▸ **Quoted passage**:
Fake, fake, fake – I’m talking about the latest anti-Iranian propaganda coming out of Washington, which claims the Iranian Revolutionary Guards were involved in a “plot” to take out the Saudi ambassador to the US and blow up both the Saudi and Israeli embassies. The narrative reads like a formulaic melodrama: two Iranians, one a naturalized US citizen, purportedly approached someone they thought was a member of a Mexican drug cartel – according to the indictment [.pdf], it was a “sophisticated” drug cartel, not the plebeian sort – and proposed paying him $1.5 million to murder Adel al Jubeir, the Kingdom’s ambassador in Washington – oh, and by the way, the Iranians supposedly said, “Are you guys any good with explosives?”

The key to understanding just how fake this story is can be found in the New York Times report, which informs us :

“For the entire operation, the government’s confidential sources were monitored and guided by federal law enforcement agents, Preet Bharara, the United States Attorney for the Southern District, said in the news conference. ‘So no explosives were actually ever placed anywhere,’ he said, ‘and no one was actually in ever in any danger.’”

Translation: the whole thing is phony from beginning to end.

▸ **Source information**:

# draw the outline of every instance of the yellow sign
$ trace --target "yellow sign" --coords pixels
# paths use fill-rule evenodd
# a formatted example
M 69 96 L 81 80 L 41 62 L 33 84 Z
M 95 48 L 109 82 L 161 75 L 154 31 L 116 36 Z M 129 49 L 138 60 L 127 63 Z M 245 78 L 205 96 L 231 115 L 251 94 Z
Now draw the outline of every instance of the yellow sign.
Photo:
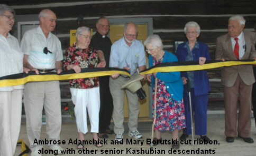
M 72 46 L 76 42 L 77 42 L 77 38 L 76 37 L 76 34 L 77 33 L 77 30 L 70 30 L 70 46 Z
M 77 33 L 77 30 L 70 30 L 70 45 L 72 46 L 73 44 L 77 42 L 77 38 L 76 37 L 76 34 Z M 90 29 L 90 35 L 93 36 L 93 29 Z

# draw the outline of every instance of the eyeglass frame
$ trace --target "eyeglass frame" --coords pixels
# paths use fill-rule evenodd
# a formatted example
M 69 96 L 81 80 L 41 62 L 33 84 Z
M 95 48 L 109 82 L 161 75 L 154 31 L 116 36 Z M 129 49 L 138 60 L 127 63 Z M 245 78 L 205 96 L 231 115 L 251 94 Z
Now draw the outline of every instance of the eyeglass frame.
M 136 37 L 137 37 L 137 35 L 134 35 L 134 34 L 127 34 L 126 33 L 126 32 L 125 32 L 125 35 L 127 36 L 127 37 L 132 37 L 132 38 L 136 38 Z M 134 36 L 134 37 L 133 37 Z
M 98 24 L 100 25 L 103 27 L 106 27 L 106 28 L 109 28 L 110 27 L 110 25 L 101 25 L 100 24 L 98 23 Z
M 154 48 L 152 48 L 152 50 L 148 50 L 148 49 L 146 49 L 145 51 L 147 52 L 152 52 L 153 50 L 154 50 Z
M 8 18 L 9 18 L 10 20 L 13 20 L 14 22 L 16 21 L 15 18 L 14 17 L 12 17 L 11 15 L 0 15 L 5 16 Z
M 79 35 L 82 35 L 82 36 L 84 36 L 85 38 L 85 39 L 87 39 L 88 38 L 89 38 L 89 39 L 90 40 L 92 40 L 92 38 L 93 38 L 93 37 L 92 37 L 91 36 L 88 36 L 88 35 L 83 35 L 83 34 L 79 34 Z
M 187 32 L 186 33 L 186 34 L 187 34 L 187 35 L 189 35 L 190 33 L 192 34 L 193 34 L 193 35 L 195 35 L 196 33 L 197 33 L 197 32 L 196 32 L 196 32 L 192 31 L 192 32 Z

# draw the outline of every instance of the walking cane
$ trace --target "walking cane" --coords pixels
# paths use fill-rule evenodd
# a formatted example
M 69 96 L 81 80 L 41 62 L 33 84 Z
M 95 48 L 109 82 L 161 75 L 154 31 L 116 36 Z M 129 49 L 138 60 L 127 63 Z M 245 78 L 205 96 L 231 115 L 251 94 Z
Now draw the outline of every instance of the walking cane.
M 191 94 L 190 94 L 190 84 L 189 81 L 187 80 L 187 84 L 188 85 L 188 96 L 189 97 L 189 111 L 190 112 L 190 118 L 191 118 L 191 131 L 192 132 L 192 145 L 194 145 L 194 128 L 193 128 L 193 112 L 192 112 L 192 104 L 191 103 Z
M 153 124 L 152 125 L 152 133 L 151 133 L 151 143 L 150 144 L 151 146 L 151 150 L 153 150 L 153 137 L 154 137 L 154 124 L 156 123 L 156 116 L 157 115 L 157 78 L 156 77 L 156 79 L 154 80 L 155 83 L 154 83 L 154 120 L 153 121 Z

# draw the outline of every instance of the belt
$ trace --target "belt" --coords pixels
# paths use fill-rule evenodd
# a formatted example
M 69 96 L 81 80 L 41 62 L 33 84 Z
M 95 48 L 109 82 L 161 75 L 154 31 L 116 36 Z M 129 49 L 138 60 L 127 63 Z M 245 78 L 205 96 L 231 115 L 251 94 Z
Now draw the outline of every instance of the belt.
M 51 71 L 54 71 L 55 69 L 44 69 L 44 70 L 40 70 L 38 69 L 38 70 L 40 72 L 43 72 L 43 73 L 48 73 Z

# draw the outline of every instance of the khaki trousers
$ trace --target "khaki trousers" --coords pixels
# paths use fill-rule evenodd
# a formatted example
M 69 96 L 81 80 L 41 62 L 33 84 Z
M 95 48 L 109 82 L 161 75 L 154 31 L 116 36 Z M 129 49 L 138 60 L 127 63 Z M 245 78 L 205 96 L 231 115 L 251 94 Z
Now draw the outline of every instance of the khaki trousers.
M 139 74 L 135 73 L 131 79 Z M 114 131 L 116 134 L 122 134 L 124 132 L 124 90 L 121 89 L 121 86 L 128 82 L 130 79 L 125 78 L 120 76 L 117 79 L 110 78 L 109 89 L 112 95 L 114 110 L 113 119 L 114 120 Z M 139 107 L 138 97 L 136 93 L 131 92 L 129 90 L 125 90 L 128 105 L 129 107 L 129 119 L 128 120 L 128 126 L 129 131 L 137 130 L 138 118 L 140 108 Z
M 224 87 L 225 96 L 225 135 L 244 138 L 251 134 L 251 111 L 252 84 L 246 85 L 238 75 L 232 87 Z M 237 125 L 237 106 L 239 93 L 240 108 Z M 238 134 L 237 134 L 238 133 Z
M 43 145 L 34 144 L 35 139 L 40 139 L 43 107 L 45 113 L 47 139 L 59 140 L 61 112 L 59 81 L 27 83 L 24 85 L 24 104 L 31 150 L 43 147 Z
M 23 90 L 0 91 L 0 155 L 14 155 L 21 128 Z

▸ **What this exercise asks**:
1. From the commentary on the alleged Iranian plot against the Saudi ambassador, extract everything from "The key to understanding" down to "beginning to end.".
2. Translate this sentence from the commentary on the alleged Iranian plot against the Saudi ambassador into Spanish: "Translation: the whole thing is phony from beginning to end."
3. Please proceed with the commentary on the alleged Iranian plot against the Saudi ambassador, picking up after its final sentence.

▸ **Task-by-task outputs**:
1.
The key to understanding just how fake this story is can be found in the New York Times report, which informs us :

“For the entire operation, the government’s confidential sources were monitored and guided by federal law enforcement agents, Preet Bharara, the United States Attorney for the Southern District, said in the news conference. ‘So no explosives were actually ever placed anywhere,’ he said, ‘and no one was actually in ever in any danger.’”

Translation: the whole thing is phony from beginning to end.

2. Traducción: todo el asunto es falso de principio a fin.

3.
This is another one of US law enforcement’s manufactured “anti-terrorist” triumphs , where the feds set somebody up , fabricate a “crime” out of thin air , and then proceed to “solve” a case that never really existed to begin with. This has been the general pattern of our “anti-terrorist” operations in the US since the beginning – because finding and catching real terrorists is much too hard, at least for our Keystone Kops . Instead of going out and actually, you know, looking for the Bad Guys, and then apprehending them, they lure some unsuspecting Muslim immigrant into a trap, and spring it when the time is right.

The long narrative spun by the indictment tells us everything but what we really need to know, which is: how is it that these two Iranian “terrorists” just happened to meet up with a Mexican drug cartel assassin who just happened to be a longtime DEA informant? I guess that would be giving too much away: far better to spice up the story with scary details, such as the conversation between one of the alleged plotters and the informant, in the course of which the former says“If you have to blow up the restaurant and kill a hundred Americans, well then f*ck ‘em!”

The credibility rating of this story, taken on its face, is close to zero. Let’s say the Iranians really were plotting to kill the Saudi ambassador on American soil: would they contract it out to the Mexican Mafia , send all kinds of traceable money wires from Iran to the US, and not care if they killed a hundred Americans in the process of achieving their goal? Or would they send some fanatic, who would not only do it for free but also eliminate himself (or herself)? This flimsy cock-eyed tale is so transparently fake that it’s an embarrassment to the United States of America. Can’t our spooks do better than this?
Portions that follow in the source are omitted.